It makes me wonder sometimes how many aspects of family life we keep hidden and tucked away in our living rooms. My Zimmermann family (Mom’s side) are kind of “what you see is what you get” people. In a delightfully charming way. Usually. We don’t hide away our strange voices or nicknames or the songs we’ve made up for our animals (really, there could be an album or two). But, that isn’t the case for everyone.

And it makes me wonder why we hide parts of ourselves from certain factions of our lives. Which parts are the parts we don’t want to be seen? And why? Are they too precious? Too personal? Too embarrassing? Too morbid or strange or easily misunderstood?

In the confines of our families, these types of habits – nicknames, inside jokes, responsibilities, stories, quirks, traditions – they change and grow and morph until, sometimes, they’re unrecognizable as the thing they started out as.

My name is Maddie. Madeline Suzanne. My nicknames? Shuffy, Shiney, B-Sweet, Little Maddie Fu-Sue, Crainch-Grainch, Crumpertina Muff-Mertudy (she’s the cutest of the cute-cute-cuties), Crunchy, Shine-a-lau, Sholly, Shollarific, Madelina Susanna Maria, Midge, Scrummy, and everybody’s favorite: Screebits.

I don’t think my brother, David, has called me anything but Screebits for at least five years. And it’s all because, when I was about 18 or so, my mom called me Scrubbits in a fit of her wild and beautiful love for me, and my cousin Daniel almost peed his pants laughing and thought she said Screebits.

So Screebits isn’t even the name Mom shouted. But it’s the name that stuck, especially for David and Daniel.

And now it’s not said with the smirk it used to be said with – it’s not mentioned where it came from. Mom doesn’t say “It was Scrubbits” anymore. Because enough time has passed that Screebits isn’t about Scrubbits anymore.

Screebits isn’t a joke. Screebits is the name my brother calls me. Or Screeb, for short. My nickname even has a nickname.

I’m thinking about all of this – the changing and morphing and growing and hiding and loving families do – because I did something I’d never done with a family recipe before this week.

I changed it. And its name.

This recipe, from Mamaw, just didn’t work anymore. I, surprise, blame Campbell’s Soup for changing the consistency of their cookin’ soups. But that soapbox is in another post.

I’ve tried to make it so many times and it always failed. And I realized, just last week, that if I change it, it can remain. This recipe didn’t have to die.

Maybe in two or three generations, somebody will wonder “Who is Glug?” “Where did this come from?”

But. I think that’s good. I think I like the idea of that.

Goal ::
Reproduce word for word the passage of the piece on family nicknames between "I changed it." and "have to die.", inclusive.

Given records ::
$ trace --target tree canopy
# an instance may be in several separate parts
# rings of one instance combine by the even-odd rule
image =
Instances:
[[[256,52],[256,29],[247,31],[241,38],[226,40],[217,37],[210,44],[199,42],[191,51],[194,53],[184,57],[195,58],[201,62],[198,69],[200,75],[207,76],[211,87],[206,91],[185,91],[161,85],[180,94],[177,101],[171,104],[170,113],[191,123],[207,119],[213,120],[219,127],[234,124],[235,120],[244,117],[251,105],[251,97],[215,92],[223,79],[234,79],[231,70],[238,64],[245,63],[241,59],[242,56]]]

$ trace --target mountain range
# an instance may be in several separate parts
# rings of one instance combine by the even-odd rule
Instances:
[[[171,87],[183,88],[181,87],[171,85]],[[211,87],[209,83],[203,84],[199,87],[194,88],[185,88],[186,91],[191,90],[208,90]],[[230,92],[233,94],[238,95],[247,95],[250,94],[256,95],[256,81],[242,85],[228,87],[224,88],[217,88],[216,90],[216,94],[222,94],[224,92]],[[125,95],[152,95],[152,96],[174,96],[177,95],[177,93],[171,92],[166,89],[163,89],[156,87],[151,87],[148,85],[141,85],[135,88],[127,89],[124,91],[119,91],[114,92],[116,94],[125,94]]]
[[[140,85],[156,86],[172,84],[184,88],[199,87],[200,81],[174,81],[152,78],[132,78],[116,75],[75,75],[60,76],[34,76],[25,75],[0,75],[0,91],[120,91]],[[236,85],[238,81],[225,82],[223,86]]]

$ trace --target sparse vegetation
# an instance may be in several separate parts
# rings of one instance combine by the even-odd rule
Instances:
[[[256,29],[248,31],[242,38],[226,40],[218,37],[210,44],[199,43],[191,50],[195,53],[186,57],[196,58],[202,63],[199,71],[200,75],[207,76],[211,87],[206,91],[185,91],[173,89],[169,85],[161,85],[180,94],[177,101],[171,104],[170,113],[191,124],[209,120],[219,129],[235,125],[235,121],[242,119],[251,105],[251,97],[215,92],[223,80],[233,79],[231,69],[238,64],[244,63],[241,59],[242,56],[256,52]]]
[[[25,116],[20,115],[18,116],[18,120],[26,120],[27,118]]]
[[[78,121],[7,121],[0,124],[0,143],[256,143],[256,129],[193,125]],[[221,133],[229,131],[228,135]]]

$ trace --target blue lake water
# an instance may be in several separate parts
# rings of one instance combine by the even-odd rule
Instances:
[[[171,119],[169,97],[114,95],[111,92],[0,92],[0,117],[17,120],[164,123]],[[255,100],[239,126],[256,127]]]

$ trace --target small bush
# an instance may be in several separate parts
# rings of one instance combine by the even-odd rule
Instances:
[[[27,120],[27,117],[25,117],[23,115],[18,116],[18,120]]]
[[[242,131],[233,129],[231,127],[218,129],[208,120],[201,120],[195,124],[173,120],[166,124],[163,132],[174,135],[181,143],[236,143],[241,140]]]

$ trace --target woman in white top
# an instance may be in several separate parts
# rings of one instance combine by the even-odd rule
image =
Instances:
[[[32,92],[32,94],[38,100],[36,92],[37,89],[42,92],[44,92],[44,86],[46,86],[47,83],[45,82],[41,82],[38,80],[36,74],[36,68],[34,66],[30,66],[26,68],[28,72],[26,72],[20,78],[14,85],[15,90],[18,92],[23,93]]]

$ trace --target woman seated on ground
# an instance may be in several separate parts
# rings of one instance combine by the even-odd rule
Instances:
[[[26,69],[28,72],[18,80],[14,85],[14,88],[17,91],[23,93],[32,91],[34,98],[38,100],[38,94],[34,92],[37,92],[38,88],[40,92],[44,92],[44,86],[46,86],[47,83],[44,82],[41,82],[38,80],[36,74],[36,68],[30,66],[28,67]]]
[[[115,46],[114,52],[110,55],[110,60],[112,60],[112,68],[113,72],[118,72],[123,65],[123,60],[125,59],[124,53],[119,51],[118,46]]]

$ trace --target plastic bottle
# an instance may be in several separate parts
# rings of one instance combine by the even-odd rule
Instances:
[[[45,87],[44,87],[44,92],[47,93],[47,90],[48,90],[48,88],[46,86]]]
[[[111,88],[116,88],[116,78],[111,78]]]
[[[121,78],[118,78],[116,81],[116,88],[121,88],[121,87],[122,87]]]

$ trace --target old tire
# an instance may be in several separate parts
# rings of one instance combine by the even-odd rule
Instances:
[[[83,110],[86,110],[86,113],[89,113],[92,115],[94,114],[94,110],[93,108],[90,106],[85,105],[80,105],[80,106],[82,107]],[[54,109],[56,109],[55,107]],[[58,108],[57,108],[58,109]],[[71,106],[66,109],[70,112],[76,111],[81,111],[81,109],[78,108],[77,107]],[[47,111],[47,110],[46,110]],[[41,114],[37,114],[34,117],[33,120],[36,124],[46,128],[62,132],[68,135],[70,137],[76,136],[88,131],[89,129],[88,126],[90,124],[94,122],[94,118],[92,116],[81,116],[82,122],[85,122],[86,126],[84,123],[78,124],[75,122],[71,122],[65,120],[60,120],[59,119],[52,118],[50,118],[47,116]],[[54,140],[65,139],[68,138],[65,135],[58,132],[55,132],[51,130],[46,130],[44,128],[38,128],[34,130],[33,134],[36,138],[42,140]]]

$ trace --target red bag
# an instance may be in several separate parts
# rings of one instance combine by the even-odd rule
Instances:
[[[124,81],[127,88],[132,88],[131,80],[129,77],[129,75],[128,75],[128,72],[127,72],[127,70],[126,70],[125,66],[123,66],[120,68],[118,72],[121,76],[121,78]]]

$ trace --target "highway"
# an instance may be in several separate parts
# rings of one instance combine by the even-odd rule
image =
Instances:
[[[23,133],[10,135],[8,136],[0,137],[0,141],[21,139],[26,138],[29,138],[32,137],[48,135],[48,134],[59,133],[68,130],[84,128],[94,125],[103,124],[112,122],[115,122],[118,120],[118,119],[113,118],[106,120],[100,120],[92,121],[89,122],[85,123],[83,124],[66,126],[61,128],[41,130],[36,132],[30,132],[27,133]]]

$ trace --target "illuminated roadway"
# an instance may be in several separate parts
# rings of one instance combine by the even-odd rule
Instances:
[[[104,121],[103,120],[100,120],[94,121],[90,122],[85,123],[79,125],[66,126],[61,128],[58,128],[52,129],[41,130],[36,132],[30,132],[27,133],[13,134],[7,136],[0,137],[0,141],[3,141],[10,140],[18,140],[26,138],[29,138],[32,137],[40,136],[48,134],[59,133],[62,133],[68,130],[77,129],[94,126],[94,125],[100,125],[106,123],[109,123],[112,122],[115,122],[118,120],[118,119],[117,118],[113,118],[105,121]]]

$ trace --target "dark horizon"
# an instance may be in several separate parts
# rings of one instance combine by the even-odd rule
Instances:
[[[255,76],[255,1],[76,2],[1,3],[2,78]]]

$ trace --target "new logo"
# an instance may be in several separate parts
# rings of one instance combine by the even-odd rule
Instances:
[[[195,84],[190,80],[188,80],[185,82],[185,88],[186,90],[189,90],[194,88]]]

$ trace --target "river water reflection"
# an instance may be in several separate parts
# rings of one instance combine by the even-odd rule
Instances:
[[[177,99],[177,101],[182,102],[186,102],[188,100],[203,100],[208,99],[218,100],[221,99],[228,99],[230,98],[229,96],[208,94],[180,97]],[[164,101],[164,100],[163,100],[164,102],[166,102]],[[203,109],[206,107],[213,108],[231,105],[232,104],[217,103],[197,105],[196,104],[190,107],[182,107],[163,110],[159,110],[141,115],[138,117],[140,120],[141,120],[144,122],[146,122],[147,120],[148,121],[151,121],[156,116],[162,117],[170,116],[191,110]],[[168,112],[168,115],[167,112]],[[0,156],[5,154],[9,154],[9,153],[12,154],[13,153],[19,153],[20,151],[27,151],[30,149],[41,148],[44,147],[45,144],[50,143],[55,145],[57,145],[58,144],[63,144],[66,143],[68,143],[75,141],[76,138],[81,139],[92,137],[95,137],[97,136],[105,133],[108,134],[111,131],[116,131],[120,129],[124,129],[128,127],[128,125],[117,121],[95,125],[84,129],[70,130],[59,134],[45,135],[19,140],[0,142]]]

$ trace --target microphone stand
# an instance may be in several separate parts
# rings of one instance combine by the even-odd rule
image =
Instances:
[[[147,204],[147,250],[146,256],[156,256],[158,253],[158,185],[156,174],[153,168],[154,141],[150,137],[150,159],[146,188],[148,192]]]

Result of the exercise ::
I changed it. And its name.

This recipe, from Mamaw, just didn’t work anymore. I, surprise, blame Campbell’s Soup for changing the consistency of their cookin’ soups. But that soapbox is in another post.

I’ve tried to make it so many times and it always failed. And I realized, just last week, that if I change it, it can remain. This recipe didn’t have to die.